TASK GOAL ▸ In the entries below, quote word for word the stretch from the line containing "Could you please locate the teal cloth" through the line containing "[445,874,475,906]", including both of those lines.

──────── SUPPLIED ENTRIES

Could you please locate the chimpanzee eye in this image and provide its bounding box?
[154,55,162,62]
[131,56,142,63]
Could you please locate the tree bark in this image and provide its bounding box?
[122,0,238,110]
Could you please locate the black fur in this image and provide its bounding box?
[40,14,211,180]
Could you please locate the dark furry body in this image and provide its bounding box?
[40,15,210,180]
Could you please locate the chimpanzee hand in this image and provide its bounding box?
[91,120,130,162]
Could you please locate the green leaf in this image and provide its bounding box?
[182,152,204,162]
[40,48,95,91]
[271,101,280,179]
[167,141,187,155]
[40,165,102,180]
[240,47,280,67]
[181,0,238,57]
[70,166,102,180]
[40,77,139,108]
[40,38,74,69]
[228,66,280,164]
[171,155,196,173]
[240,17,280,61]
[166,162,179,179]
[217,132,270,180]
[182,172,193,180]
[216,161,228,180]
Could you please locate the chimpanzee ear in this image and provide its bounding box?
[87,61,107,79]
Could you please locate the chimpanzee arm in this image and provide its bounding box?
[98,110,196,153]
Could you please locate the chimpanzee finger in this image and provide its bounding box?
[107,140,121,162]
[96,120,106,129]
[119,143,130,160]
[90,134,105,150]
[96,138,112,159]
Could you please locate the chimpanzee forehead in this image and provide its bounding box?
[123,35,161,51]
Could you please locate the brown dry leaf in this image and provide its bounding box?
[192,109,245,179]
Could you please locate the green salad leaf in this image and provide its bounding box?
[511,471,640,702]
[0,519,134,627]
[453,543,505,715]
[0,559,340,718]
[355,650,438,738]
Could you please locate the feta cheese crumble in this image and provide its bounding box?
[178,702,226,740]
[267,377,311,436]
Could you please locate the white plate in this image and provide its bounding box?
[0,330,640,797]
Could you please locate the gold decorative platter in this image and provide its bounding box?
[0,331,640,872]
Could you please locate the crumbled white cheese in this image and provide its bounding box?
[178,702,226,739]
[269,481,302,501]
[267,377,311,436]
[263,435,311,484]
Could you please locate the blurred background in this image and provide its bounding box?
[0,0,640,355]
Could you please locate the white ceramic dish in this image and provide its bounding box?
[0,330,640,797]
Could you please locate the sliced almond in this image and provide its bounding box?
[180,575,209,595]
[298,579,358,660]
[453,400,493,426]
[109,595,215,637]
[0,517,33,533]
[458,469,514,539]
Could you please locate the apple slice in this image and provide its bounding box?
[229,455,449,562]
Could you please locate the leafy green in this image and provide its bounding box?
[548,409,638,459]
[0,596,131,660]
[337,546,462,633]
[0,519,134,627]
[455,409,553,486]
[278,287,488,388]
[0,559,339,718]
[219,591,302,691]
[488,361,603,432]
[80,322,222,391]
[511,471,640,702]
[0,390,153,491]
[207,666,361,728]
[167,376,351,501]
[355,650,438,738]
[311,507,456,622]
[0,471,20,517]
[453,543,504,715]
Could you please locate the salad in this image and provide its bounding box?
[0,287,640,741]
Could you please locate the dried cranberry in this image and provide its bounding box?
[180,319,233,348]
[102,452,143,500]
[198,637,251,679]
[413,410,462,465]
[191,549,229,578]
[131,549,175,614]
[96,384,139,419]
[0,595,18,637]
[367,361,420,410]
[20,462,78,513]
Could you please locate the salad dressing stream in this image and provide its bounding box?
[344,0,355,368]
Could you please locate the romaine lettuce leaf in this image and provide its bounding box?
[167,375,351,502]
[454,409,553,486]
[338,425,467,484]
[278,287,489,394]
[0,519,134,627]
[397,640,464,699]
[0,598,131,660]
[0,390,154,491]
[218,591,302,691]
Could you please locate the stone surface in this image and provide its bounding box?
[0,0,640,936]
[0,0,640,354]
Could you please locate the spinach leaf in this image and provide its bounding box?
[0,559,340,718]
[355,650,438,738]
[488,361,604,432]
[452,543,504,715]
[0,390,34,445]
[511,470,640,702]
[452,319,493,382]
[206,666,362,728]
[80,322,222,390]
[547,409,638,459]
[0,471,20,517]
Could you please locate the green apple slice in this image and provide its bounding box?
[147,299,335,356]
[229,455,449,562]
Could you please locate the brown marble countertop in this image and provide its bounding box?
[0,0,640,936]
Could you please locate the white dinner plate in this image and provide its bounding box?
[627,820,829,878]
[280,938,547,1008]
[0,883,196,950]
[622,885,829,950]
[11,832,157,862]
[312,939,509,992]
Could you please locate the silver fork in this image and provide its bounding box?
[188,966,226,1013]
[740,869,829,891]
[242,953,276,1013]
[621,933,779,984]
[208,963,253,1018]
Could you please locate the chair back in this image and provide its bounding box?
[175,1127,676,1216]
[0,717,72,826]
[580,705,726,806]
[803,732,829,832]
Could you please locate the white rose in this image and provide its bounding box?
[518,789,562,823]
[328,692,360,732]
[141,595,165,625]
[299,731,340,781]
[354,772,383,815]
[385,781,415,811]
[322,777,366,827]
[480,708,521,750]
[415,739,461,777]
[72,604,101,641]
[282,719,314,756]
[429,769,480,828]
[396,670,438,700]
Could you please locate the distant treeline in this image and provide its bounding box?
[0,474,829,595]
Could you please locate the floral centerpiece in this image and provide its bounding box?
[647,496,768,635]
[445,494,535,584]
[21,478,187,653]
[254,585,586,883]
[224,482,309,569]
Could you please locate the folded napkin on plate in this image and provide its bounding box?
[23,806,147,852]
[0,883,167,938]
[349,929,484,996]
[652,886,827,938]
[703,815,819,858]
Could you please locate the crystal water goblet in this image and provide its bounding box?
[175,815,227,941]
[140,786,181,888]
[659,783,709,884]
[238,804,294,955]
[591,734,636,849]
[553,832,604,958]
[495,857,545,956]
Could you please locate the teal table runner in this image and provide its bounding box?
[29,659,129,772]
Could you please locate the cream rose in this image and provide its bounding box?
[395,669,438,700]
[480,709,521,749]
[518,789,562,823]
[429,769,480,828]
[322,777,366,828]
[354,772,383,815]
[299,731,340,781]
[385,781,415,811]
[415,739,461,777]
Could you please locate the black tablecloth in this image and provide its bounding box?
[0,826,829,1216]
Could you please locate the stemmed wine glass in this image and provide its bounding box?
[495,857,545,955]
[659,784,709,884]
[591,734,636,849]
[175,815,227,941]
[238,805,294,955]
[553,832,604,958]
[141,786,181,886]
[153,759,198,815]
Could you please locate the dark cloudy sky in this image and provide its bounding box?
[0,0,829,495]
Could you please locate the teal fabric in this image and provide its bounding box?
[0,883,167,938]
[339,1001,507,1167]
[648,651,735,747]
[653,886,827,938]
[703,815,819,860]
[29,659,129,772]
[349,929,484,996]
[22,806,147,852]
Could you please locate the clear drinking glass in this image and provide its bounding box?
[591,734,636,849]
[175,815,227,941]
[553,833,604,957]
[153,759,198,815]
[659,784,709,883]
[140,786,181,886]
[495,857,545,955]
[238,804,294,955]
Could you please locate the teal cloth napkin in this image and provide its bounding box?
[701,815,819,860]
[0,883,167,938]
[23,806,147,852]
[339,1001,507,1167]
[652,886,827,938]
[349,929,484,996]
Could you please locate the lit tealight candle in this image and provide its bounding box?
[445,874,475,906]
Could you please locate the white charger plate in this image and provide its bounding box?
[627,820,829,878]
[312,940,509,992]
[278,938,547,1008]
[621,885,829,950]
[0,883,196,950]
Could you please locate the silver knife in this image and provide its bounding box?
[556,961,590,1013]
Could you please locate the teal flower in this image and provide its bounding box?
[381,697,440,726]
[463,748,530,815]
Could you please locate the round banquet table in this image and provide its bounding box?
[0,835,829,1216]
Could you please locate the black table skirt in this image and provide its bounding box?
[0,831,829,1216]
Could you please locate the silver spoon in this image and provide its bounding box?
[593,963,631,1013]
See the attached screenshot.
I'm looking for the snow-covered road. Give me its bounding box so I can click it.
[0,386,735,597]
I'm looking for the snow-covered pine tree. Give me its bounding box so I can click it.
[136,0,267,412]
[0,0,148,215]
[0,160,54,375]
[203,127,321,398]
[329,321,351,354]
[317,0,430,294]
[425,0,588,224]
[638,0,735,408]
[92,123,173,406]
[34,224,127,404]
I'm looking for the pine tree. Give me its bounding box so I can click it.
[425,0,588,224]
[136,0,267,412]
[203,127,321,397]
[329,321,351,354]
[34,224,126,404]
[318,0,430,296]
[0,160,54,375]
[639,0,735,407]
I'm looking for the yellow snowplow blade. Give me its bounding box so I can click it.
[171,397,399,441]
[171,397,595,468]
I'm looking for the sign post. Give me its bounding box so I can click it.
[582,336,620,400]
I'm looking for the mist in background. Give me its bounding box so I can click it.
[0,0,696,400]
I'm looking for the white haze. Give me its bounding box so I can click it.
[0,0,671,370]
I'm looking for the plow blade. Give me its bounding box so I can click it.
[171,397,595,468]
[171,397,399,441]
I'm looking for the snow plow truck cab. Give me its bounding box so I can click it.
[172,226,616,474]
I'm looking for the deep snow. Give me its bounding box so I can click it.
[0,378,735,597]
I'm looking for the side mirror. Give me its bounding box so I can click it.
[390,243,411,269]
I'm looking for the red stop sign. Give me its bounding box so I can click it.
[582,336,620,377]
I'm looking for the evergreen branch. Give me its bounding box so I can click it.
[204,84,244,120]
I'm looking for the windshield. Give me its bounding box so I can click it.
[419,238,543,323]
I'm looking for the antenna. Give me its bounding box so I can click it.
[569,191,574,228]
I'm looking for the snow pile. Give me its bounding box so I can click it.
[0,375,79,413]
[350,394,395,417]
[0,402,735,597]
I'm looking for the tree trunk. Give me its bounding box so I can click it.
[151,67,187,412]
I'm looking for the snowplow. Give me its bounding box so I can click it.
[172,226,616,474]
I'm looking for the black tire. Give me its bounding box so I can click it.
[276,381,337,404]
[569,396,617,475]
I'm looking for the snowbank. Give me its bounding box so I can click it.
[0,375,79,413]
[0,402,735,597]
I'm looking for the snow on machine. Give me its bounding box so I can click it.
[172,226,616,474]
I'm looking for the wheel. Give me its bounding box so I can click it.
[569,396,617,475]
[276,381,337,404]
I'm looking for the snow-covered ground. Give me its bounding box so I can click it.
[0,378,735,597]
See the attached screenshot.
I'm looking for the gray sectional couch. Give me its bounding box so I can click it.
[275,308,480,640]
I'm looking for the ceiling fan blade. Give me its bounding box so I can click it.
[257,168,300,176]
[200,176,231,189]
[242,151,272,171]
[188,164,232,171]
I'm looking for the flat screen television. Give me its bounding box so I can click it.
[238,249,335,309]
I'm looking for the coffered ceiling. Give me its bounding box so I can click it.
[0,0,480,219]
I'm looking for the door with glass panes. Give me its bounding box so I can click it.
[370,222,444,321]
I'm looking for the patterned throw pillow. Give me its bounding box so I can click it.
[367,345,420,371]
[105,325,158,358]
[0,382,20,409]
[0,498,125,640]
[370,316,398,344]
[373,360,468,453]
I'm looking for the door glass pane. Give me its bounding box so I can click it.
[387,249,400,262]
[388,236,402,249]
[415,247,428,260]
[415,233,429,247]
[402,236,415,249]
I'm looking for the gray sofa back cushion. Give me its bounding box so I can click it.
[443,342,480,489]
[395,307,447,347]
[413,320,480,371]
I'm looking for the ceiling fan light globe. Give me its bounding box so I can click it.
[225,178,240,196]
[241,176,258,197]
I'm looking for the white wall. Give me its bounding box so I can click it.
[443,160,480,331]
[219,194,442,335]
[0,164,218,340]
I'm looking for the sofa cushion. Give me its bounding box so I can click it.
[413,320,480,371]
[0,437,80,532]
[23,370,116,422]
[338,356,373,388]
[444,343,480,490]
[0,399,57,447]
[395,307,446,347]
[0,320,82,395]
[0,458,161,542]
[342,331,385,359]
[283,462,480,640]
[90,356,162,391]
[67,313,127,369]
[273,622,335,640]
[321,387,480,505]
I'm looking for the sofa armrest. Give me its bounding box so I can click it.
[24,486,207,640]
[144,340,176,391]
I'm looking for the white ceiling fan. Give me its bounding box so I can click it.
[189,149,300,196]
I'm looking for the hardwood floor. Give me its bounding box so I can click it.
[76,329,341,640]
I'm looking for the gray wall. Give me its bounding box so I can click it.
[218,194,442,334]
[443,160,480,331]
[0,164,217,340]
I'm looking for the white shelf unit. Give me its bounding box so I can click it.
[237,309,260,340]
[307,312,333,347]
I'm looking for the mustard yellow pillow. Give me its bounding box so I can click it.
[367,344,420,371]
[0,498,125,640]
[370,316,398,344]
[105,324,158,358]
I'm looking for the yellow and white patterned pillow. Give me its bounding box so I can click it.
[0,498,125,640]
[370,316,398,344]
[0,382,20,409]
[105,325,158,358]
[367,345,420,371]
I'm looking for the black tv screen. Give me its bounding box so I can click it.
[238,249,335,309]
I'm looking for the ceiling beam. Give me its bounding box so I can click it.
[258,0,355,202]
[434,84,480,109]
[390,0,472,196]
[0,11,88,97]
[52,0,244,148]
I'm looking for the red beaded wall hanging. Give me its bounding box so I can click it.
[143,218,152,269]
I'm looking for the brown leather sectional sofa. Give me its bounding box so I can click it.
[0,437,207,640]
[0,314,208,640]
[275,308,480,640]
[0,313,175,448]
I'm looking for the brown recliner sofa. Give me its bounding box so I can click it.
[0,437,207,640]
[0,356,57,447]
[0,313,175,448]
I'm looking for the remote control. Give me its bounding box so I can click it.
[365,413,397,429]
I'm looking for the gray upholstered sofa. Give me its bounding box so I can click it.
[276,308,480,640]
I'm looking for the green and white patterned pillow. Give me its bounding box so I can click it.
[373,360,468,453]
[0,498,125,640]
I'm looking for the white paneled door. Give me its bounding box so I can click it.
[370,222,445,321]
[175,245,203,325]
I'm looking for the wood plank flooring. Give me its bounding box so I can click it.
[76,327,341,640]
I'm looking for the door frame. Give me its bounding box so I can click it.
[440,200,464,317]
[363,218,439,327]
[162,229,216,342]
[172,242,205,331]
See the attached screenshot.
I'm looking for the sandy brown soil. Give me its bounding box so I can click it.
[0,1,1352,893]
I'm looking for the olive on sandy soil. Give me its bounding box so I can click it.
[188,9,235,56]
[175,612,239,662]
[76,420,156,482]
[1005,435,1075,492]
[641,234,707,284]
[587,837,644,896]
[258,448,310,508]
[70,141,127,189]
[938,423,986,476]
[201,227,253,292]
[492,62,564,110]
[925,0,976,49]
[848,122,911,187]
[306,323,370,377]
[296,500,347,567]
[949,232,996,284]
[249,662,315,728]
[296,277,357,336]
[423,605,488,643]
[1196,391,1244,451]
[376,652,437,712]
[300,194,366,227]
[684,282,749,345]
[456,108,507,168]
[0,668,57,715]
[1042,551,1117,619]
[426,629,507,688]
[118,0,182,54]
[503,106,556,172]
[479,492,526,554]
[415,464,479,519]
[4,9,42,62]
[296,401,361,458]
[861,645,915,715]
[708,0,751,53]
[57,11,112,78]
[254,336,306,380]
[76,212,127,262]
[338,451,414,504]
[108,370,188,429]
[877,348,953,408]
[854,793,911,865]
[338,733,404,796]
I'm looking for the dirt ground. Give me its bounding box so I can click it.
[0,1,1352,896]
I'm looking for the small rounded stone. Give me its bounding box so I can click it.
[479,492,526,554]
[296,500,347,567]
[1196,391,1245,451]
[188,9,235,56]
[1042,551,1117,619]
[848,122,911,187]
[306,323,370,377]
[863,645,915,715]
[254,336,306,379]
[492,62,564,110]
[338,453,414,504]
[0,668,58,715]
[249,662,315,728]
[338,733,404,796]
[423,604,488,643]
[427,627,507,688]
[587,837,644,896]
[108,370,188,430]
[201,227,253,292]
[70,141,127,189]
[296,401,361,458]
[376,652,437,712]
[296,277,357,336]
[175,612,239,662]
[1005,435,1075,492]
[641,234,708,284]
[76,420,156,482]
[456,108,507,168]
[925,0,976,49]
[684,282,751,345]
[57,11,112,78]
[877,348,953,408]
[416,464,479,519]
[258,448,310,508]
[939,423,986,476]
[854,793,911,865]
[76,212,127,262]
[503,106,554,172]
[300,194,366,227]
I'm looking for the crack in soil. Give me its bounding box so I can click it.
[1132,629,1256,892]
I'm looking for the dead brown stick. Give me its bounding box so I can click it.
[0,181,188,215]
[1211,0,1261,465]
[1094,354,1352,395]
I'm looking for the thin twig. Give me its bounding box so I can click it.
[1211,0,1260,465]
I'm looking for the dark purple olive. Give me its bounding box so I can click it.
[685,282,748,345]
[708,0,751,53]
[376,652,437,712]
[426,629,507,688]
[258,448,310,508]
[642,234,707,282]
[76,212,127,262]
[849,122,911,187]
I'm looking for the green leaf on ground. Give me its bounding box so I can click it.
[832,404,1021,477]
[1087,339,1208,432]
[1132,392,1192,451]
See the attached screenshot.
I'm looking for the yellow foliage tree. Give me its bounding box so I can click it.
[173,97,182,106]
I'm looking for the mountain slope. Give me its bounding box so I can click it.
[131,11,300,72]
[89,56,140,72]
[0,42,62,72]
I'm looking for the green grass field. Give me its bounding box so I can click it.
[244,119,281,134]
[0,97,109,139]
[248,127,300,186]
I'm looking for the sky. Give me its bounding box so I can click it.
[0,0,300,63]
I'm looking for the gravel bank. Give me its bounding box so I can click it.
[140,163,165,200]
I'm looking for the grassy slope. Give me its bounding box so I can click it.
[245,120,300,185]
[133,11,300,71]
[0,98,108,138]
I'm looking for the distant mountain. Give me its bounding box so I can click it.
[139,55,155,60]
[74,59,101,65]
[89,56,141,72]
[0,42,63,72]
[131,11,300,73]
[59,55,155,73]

────────────────

WRITTEN RESPONSE ▸
Could you please locate the teal cloth napkin in this image and provide its bounding box?
[701,815,819,860]
[0,883,167,938]
[23,806,147,852]
[339,1001,507,1167]
[652,886,827,938]
[349,929,484,996]
Could you please locate the lit tealight candle in this image and provide its bounding box?
[445,874,475,906]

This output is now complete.